Set exercise: Please put the records from the line that contains "Field-scouting task: mark every instance of the red and" through the line that contains "point(185, 144)" into a two-column CSV headed instruction and points, one row per record. Each row holds that record's instruction text and its answer, each in a single quoted field with line breaks turned into spaces.

--- --- ---

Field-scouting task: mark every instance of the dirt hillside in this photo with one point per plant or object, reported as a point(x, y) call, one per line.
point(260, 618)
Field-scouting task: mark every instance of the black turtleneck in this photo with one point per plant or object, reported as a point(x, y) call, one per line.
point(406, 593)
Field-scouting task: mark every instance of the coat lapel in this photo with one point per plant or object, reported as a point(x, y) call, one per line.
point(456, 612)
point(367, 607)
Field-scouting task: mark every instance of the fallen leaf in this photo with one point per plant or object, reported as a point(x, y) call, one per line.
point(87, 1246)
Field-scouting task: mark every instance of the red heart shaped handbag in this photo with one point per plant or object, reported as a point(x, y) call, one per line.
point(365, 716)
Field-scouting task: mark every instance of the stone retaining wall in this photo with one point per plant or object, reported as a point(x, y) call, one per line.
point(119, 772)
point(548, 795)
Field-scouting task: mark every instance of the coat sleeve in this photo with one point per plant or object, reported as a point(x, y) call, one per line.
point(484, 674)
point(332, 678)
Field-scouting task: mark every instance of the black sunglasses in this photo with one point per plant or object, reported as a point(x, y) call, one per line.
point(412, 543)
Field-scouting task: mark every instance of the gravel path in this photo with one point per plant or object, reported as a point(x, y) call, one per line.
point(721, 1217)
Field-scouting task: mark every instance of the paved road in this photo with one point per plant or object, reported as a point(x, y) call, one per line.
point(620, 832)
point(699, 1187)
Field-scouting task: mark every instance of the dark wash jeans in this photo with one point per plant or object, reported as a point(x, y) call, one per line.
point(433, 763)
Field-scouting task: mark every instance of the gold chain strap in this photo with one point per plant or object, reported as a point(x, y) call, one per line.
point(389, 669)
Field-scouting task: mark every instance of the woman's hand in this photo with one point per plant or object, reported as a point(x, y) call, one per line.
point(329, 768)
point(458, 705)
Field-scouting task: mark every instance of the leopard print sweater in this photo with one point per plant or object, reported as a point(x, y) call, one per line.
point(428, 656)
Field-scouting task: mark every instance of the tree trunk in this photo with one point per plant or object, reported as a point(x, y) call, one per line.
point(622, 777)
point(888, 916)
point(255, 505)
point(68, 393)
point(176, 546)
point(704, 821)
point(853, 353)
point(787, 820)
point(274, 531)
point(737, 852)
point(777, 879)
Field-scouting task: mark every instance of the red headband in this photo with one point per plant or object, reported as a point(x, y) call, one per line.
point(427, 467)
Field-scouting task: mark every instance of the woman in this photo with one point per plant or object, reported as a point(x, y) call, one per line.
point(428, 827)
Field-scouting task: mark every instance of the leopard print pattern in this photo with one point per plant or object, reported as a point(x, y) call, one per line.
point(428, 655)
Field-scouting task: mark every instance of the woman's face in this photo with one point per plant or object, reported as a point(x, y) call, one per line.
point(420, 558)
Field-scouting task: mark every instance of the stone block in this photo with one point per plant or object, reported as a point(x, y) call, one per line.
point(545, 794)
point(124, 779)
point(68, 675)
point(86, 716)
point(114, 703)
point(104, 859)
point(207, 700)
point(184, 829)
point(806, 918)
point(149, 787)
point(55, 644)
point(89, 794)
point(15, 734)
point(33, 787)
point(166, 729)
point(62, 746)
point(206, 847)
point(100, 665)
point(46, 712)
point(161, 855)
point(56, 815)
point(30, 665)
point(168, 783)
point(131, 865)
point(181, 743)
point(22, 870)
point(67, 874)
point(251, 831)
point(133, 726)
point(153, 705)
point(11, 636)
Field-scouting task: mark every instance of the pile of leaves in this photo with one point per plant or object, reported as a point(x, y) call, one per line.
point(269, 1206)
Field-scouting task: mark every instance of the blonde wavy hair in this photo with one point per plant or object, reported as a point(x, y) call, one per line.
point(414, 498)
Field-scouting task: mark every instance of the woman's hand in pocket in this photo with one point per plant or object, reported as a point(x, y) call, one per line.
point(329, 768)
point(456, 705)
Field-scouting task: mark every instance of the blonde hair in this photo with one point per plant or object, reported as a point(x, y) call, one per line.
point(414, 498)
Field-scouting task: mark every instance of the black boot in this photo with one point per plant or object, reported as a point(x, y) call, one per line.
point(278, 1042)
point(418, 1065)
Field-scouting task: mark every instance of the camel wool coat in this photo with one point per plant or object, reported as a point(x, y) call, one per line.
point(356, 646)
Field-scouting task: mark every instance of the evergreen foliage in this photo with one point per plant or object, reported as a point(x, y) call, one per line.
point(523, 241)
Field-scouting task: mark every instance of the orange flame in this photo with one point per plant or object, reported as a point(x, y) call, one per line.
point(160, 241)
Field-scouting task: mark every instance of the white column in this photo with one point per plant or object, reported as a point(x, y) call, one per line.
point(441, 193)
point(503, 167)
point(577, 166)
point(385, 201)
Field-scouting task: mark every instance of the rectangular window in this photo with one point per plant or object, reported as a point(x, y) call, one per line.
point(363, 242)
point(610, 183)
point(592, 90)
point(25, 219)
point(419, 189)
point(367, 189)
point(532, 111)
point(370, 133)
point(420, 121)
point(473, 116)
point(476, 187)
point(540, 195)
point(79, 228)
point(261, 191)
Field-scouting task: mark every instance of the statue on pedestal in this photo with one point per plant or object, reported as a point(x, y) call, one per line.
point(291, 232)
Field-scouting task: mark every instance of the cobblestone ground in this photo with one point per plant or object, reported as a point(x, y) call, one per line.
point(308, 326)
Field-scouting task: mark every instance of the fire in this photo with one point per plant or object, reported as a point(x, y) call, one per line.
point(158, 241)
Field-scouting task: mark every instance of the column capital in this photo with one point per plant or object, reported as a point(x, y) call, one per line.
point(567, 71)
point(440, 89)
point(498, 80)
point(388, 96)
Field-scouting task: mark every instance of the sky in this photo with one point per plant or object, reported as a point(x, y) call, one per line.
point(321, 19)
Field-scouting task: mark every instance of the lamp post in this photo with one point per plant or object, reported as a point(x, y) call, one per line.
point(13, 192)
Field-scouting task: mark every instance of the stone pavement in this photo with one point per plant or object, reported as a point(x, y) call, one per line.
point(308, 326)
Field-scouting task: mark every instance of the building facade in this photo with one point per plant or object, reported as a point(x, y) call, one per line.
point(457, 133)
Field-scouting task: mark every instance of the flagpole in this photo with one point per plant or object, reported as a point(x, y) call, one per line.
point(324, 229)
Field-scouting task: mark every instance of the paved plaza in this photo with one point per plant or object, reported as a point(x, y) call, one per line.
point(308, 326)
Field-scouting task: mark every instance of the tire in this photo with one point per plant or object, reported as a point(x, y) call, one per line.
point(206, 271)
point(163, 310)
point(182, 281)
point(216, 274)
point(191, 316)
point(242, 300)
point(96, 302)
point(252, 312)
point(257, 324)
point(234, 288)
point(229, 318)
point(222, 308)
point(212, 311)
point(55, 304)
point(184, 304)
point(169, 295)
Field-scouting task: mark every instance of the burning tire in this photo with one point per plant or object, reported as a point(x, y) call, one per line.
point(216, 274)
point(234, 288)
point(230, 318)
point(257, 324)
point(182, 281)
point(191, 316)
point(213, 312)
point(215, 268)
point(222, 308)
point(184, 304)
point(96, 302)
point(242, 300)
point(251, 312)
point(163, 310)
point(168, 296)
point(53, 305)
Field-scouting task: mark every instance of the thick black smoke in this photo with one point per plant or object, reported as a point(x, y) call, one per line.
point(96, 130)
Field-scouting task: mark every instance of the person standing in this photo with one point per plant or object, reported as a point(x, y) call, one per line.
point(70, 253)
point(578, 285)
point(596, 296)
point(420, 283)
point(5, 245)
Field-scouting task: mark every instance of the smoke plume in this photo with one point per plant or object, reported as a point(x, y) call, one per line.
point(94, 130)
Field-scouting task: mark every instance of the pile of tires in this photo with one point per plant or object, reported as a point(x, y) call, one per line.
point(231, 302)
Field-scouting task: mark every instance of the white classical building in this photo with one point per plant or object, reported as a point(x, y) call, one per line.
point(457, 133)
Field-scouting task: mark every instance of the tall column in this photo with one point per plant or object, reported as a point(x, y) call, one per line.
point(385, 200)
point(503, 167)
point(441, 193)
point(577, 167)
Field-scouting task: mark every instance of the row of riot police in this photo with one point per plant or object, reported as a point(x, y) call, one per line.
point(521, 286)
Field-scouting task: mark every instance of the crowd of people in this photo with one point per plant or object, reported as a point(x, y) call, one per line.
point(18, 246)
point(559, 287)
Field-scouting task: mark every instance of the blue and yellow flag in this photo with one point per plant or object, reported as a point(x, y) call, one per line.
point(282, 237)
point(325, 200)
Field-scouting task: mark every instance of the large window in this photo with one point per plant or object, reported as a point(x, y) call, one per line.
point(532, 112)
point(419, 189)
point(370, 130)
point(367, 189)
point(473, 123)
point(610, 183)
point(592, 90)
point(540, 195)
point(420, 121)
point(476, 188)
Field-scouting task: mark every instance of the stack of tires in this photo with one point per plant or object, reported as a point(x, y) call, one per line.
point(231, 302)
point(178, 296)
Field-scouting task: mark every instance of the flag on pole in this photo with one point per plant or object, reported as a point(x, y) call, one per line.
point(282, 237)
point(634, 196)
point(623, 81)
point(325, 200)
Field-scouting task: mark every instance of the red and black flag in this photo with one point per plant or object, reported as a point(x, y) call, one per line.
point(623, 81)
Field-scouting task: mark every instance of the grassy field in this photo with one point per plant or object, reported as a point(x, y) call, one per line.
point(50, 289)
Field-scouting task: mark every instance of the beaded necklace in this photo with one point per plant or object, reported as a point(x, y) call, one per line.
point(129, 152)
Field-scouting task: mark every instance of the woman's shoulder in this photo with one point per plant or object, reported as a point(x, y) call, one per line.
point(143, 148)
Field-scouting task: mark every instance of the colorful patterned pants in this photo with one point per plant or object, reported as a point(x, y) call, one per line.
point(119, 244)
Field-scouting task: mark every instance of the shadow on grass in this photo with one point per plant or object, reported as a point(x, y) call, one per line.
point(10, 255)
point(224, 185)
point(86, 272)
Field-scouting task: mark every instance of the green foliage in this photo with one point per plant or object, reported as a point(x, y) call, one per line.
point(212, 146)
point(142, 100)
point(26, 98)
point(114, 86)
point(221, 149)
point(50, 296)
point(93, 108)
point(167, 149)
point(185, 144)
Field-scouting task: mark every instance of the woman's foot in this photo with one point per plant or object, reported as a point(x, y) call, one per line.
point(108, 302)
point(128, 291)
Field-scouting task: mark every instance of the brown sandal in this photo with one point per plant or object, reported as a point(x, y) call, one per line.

--- --- ---

Expected output:
instruction,points
"Field-scouting task: mark every instance of the red and black flag in this photo with one point per plant or object, reported as a point(x, y) call, one per line.","point(623, 81)"
"Field-scouting task: mark every instance of the grassy field in this photo with one point per plant or object, reported as a point(x, y) call, one per line.","point(50, 289)"
"Field-scouting task: mark every instance of the beaded necklace in this photo with one point per plant or object, reported as a point(x, y) call, one per line.","point(129, 152)"
"Field-scouting task: mark every instance of the woman's shoulder in this photo with one point per plant or object, reported as a point(x, y) call, one per line.","point(143, 148)"
"Field-scouting task: mark every instance of the colorful patterned pants in this photo with one point per plant or object, reported as a point(x, y) call, one per line.","point(119, 244)"
"Field-scouting task: mark every instance of the shadow on grass in this photo with one point per plant or object, reported as a point(x, y) call, one per line.","point(10, 255) point(224, 185) point(86, 272)"
"Field-scouting task: mark every instance of the green foliage in this photo with one point per plant or object, reported as a point(x, y) call, one per line.","point(212, 146) point(142, 100) point(26, 98) point(114, 86) point(221, 149) point(50, 296) point(93, 108) point(167, 149) point(185, 144)"